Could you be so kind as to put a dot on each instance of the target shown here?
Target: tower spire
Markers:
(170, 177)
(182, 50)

◇ ◇ ◇ ◇

> Your task
Copy the records above word for word, line by line.

> Output below
Could you be so kind as to put a dot on each instance of the target shown here?
Target: tower spire
Markers:
(170, 177)
(182, 50)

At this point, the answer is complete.